▸ **Provided information**:
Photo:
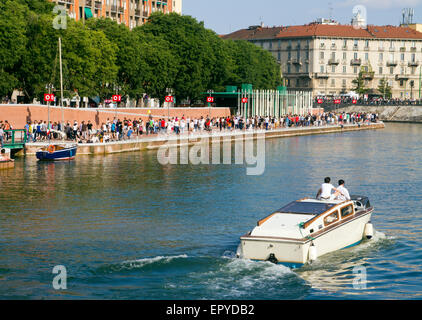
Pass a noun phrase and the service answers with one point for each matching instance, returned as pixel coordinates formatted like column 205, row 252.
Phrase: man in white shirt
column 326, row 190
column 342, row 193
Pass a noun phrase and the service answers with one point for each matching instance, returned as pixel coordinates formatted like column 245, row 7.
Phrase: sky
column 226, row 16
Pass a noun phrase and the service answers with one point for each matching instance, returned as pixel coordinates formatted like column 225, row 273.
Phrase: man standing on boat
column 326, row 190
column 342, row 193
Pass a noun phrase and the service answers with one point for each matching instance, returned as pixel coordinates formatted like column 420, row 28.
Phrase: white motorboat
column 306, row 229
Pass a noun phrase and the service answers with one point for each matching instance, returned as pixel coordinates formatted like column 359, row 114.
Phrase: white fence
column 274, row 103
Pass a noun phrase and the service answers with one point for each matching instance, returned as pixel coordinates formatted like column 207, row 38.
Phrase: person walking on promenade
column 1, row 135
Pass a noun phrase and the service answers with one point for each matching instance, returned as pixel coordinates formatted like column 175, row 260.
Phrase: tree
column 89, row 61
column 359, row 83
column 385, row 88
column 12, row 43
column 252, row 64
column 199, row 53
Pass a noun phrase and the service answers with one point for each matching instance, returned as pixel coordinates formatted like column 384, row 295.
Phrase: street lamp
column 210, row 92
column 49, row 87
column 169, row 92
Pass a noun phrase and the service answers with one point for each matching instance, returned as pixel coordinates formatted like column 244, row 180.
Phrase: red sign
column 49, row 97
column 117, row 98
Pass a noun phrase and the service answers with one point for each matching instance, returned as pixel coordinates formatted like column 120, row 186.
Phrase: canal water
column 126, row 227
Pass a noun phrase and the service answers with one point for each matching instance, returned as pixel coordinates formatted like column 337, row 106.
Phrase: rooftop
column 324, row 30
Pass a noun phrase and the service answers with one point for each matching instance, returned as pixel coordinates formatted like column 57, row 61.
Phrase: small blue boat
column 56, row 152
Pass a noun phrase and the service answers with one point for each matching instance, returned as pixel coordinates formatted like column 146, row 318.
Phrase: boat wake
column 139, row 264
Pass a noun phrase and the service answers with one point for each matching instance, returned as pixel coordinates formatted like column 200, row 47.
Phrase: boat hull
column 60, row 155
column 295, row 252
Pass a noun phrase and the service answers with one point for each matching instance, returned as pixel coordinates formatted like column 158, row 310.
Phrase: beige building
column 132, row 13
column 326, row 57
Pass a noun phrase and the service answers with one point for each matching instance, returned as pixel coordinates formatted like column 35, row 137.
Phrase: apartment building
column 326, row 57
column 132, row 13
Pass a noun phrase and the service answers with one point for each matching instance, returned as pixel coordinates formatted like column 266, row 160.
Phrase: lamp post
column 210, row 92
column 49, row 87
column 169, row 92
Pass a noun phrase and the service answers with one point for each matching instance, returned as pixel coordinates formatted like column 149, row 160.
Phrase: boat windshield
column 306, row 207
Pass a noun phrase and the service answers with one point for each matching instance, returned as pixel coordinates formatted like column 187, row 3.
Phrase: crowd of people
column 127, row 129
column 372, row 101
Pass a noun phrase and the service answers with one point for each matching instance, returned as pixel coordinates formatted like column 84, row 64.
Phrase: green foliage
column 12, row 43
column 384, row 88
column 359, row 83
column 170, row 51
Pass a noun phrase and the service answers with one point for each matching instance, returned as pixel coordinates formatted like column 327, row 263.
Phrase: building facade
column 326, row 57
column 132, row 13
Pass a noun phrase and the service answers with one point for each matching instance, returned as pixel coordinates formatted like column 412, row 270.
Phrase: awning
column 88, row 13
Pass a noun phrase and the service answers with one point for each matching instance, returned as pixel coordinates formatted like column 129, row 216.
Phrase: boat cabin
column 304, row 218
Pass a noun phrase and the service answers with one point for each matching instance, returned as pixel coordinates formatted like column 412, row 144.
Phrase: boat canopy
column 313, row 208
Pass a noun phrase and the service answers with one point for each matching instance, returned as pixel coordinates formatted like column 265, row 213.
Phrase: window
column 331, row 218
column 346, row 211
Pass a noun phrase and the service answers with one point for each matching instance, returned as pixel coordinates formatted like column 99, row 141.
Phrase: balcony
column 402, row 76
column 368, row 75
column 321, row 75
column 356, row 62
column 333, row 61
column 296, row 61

▸ **What is being asked**: Reproduce verbatim the lines between the one containing "149, row 160." and the one containing "column 372, row 101", including both of those lines.

▸ **Response**:
Pass a noun phrase and the service answers with one point for each matching instance, returned as pixel coordinates formatted like column 149, row 160.
Phrase: boat windshield
column 306, row 207
Pass a noun phrase and the service answers with one point for each matching instance, returned as pixel coordinates formatted like column 187, row 3.
Phrase: crowd of people
column 127, row 129
column 372, row 101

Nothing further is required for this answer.